### [Source document]
[start]
Thread

  1. Re: Improve docs for n_distinct_inherited

    David G. Johnston <david.g.johnston@gmail.com> — 2025-10-13T01:27:48Z

    On Sun, Oct 12, 2025 at 7:42 PM David Rowley <dgrowleyml@gmail.com> wrote:
    
    > Just picking this one up again. I forgot to come back to this after
    > PGConf.dev.
    >
    > On Fri, 9 May 2025 at 02:50, David G. Johnston
    > <david.g.johnston@gmail.com> wrote:
    > > I was missing this key piece of knowledge which invalidated my entire
    > attempt.
    > >
    > > Here's an attempt at shortening this now that I understand the mechanics
    > better.
    > >
    > >       Separate options exist because an inheritance parent table has two
    > >       different sets of statistics: one considering only itself and one
    > which
    > >       also includes its children
    > (<literal>n_distinct_inherited</literal>).
    > >       Partitioned tables, which only have rows in the children, likewise
    > uses
    > >       the inherited option while everyone else uses
    > <literal>n_distinct</literal>.
    >
    > I wasn't quite happy with that as the text indicates that
    > n_distinct_inherited is the statistics.  But, it's not, it's just the
    > option that allows some modification of the gathered statistics.
    >
    > I came up with:
    >
    >       Ordinarily <literal>n_distinct</literal> is used.
    >       <literal>n_distinct_inherited</literal> exists to allow the distinct
    >       estimate to be overwritten for the statistics gathered for
    > inheritance
    >       parent tables and for partitioned tables.
    
    
    How about:
    
    "n_disinct is used for normal tables while n_distinct_inherited is used for
    partitioned tables.  Both are usable (selected via the ONLY modifier) for
    an inheritance parent table since it has both storage and children."
    
    The use of both "Ordinarily" and "overwritten" is bothering me here.  And
    it implies that n_distinct doesn't work for inheritance parent tables or,
    conversely, that n_distinct does work for partitioned tables.
    
    
    > I also fixed what I thought was some misleading text about ANALYZE
    > using this value to calculate things.
    
    
    > values in the column is linear with the estimated number
    >      of rows in the table; the exact count is to be computed by
    multiplying the estimated
    >      rows in the table by the absolute value of the given number.
[end]
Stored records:
[start]
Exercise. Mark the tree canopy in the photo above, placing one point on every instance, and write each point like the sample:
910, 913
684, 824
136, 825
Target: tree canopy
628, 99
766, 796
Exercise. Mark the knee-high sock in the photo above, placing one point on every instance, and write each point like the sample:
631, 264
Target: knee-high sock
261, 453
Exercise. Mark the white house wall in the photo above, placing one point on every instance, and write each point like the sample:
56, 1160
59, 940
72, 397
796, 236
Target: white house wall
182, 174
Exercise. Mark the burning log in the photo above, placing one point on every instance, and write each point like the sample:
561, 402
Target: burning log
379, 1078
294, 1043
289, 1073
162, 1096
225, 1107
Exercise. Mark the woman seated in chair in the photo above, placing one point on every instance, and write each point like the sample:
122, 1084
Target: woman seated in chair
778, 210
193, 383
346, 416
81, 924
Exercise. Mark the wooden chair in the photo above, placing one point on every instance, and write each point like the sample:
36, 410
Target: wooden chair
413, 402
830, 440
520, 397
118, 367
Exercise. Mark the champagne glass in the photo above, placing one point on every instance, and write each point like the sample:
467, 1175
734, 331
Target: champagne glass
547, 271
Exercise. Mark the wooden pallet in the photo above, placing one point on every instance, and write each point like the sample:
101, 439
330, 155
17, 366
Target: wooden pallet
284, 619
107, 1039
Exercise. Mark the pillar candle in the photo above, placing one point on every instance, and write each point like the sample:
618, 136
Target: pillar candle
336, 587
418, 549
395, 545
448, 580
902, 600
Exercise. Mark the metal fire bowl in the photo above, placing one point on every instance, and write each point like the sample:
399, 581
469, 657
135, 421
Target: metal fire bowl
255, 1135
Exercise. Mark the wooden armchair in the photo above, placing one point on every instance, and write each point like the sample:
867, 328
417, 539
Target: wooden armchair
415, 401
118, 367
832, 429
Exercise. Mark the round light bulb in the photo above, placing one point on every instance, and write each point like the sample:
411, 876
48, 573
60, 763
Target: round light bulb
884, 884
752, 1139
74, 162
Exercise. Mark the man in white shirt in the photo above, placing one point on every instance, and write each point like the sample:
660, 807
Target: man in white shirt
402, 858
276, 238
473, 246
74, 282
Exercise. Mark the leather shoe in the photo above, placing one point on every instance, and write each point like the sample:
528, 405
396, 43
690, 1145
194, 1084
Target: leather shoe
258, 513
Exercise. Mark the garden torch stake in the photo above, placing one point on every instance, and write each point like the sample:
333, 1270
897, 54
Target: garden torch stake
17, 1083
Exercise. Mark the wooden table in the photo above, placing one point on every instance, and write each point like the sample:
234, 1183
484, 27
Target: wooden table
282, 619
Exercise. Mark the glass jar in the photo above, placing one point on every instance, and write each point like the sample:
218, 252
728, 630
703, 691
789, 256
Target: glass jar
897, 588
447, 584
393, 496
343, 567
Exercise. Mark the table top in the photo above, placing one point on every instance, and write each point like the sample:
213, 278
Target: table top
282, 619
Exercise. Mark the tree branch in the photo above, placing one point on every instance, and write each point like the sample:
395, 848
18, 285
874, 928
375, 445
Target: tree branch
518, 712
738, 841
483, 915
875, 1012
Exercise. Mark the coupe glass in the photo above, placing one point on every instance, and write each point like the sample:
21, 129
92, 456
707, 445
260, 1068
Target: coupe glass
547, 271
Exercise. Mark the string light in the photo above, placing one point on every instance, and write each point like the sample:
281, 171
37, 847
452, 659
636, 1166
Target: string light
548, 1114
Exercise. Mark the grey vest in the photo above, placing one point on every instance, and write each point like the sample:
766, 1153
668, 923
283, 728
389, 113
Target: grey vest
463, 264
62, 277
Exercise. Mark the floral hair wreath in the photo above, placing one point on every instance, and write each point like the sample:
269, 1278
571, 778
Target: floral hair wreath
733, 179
[end]
### [Required work]
• A. Transcribe the part of the n_distinct_inherited thread between "The use of both" and "work for partitioned tables.", inclusive.
• B. Go on with the n_distinct_inherited thread from the point where it stops.

### [Answers per task]
• A.
The use of both "Ordinarily" and "overwritten" is bothering me here.  And
    it implies that n_distinct doesn't work for inheritance parent tables or,
    conversely, that n_distinct does work for partitioned tables.

• B.
    "...is proportional to the estimated number of rows in the table at
    planning time."
    
    (The final "at planning time" substitutes for the sentence you pondered
    removing.)
    
    (The rest, including the examples, seem a bit self-explanatory given the
    definition, though I do get reader inexperience with the terminology.  But
    proportional implies a linear relationship, and the positive/negative
    bifurcation seems straight-forward here.)
    
    I'm thinking everything else below is better incorporated into 14.2 which
    should be linking back to this section.  That way the crux of the usage is
    defined in syntax while the details about setting a specific value are
    located in the section covering the overall topic.
    
     the exact count is to be computed by multiplying the estimated
    +      rows in the table by the absolute value of the given number.  For
    example,
           a value of -1 implies that all values in the column are distinct,
    while
    -      a value of -0.5 implies that each value appears twice on the average.
    +      a value of -0.5 implies that each value appears twice on average.
           This can be useful when the size of the table changes over time,
    since
           the multiplication by the number of rows in the table is not
    performed
           until query planning time.
    
    (Leave: Specify a value of 0 to revert to estimating...)
    
    That said, this rework would be OK as-is.
    
    Also, looking at stadistinct, the multiplier stored there accounts for the
    presence of null.  This attribute-option does not.  Is that difference
    worth noting?
    
    
    David J.